Excerpted text -

Windows Server 2016 & 2019 freezing on multiple hosts
-
I have a few Windows 2016 & 2019 Standard Servers on my test network and after about a 5-7 days or so of uptime and then they completely lock up.
A few things of note:
- All hosts are on 7.6
- This happens with and without client tools
- Each VM instance is fully activated and updated
- This is happening on hosts in multiple pools and on different hardware
- None of these hosts are running the experimental update that was posted a few weeks ago. I am going to migrate a Windows Server VM to a host that is to see if the problem persists
- Reboot and shutdown fails, even after a tool-stack restart
- Force shutdown and manually starting them seems to work fine
- Windows 10 does not seem to lock up like this
- Linux and BSD based VMs are working fine
Looking forward to suggestions and responses! I hope to fully migrate my productions servers over to XCP-NG from VMware around June-July of this year! (We will be contacting for pro support in the coming months.)
There is a bit of a time gap in the pictures below. I don't get the time to work with my test network everyday so I didn't notice the crashes. I have left one VM in a crashed state in case there are any questions about it.

Records from a data collection

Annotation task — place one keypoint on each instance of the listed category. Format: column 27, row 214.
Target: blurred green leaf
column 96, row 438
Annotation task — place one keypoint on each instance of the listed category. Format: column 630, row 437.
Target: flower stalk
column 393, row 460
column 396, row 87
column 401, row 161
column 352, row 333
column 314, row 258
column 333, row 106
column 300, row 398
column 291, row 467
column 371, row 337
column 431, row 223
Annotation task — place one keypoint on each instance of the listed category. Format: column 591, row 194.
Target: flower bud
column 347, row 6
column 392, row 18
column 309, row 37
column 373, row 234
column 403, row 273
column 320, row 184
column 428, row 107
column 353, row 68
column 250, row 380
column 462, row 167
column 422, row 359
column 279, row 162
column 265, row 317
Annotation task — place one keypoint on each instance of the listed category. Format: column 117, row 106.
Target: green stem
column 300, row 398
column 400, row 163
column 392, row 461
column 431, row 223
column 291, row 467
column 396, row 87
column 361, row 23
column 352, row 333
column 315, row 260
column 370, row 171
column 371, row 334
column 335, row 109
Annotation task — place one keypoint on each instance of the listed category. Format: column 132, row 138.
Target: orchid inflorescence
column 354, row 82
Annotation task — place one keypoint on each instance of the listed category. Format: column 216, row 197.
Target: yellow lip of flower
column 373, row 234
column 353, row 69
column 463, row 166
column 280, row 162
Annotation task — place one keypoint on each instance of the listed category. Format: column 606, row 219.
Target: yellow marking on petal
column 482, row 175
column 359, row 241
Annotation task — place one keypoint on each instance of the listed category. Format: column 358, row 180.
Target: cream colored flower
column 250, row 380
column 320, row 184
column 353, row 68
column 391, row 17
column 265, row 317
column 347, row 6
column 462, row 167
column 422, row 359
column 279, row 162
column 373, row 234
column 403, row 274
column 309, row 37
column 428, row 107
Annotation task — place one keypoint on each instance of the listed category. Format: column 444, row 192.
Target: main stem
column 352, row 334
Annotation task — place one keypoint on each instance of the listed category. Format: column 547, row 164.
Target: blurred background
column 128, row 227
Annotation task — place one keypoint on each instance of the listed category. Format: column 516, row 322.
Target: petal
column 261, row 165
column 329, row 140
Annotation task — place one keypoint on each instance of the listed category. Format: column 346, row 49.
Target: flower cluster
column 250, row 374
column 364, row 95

==

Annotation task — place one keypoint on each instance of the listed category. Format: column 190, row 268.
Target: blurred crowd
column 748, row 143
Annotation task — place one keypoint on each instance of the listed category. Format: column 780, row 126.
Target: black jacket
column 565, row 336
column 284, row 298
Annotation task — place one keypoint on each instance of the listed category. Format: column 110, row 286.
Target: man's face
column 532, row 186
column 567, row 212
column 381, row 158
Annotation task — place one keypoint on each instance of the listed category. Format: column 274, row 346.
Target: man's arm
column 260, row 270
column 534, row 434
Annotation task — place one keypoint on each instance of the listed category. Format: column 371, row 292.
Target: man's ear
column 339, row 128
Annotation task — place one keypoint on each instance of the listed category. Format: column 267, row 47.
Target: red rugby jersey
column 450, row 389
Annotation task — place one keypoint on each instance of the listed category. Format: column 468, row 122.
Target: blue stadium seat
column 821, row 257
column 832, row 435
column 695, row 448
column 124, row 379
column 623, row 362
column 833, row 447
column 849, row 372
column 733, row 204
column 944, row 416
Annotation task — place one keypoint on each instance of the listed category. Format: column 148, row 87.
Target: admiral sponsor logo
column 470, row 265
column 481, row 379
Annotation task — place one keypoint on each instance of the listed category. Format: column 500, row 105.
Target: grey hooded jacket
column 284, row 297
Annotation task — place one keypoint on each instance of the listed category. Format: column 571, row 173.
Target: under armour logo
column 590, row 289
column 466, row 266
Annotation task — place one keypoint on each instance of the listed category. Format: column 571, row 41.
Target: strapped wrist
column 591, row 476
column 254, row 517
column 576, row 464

Tasks and exercises -
1. Summarize the forum post about Windows Server freezes in two sentences.
2. Resume the forum post about Windows Server freezes after its final sentence.
The records have nothing to do with what comes next.

Expected results -
1. Windows Server 2016 and 2019 Standard VMs on the poster's test network lock up completely after about five to seven days of uptime, on hosts running 7.6 across multiple pools and different hardware, with or without client tools. Reboot and shutdown fail even after a tool-stack restart, though a forced shutdown and manual start work, and Windows 10, Linux and BSD VMs do not show the problem.

2.
-
Only way to know is by attaching a serial console to windows HVM and see if windows kernel is panicking somewhere. I believe there is a guide somewhere on forum - in guest tools related sections.
Edit : BTW, did you seek through usual XCP logs about the anomaly?
-
You can connect, if it will let you, though it may need to be on domain, from another computer. Just open event viewer, click Action, connect to another computer. I would suggest connecting before it crashes and then let it run. You can then save the logs to your local desktop. This will get you a better picture hopefully. Also see if it answers a ping. If it does then the remote shutdown may give you a better way of turning it off. Have you tried remote desktop to it? I have seen the the local explorer die but the vm is still running.
-
I heard people with issues using not the latest tools on Twitter: https://twitter.com/phil_wiffen/status/1082326334649630720
-
here you go: https://support.citrix.com/article/CTX235407
-
@borzel does the Xen tools are updated too, so we can rebuild a more recent version of them?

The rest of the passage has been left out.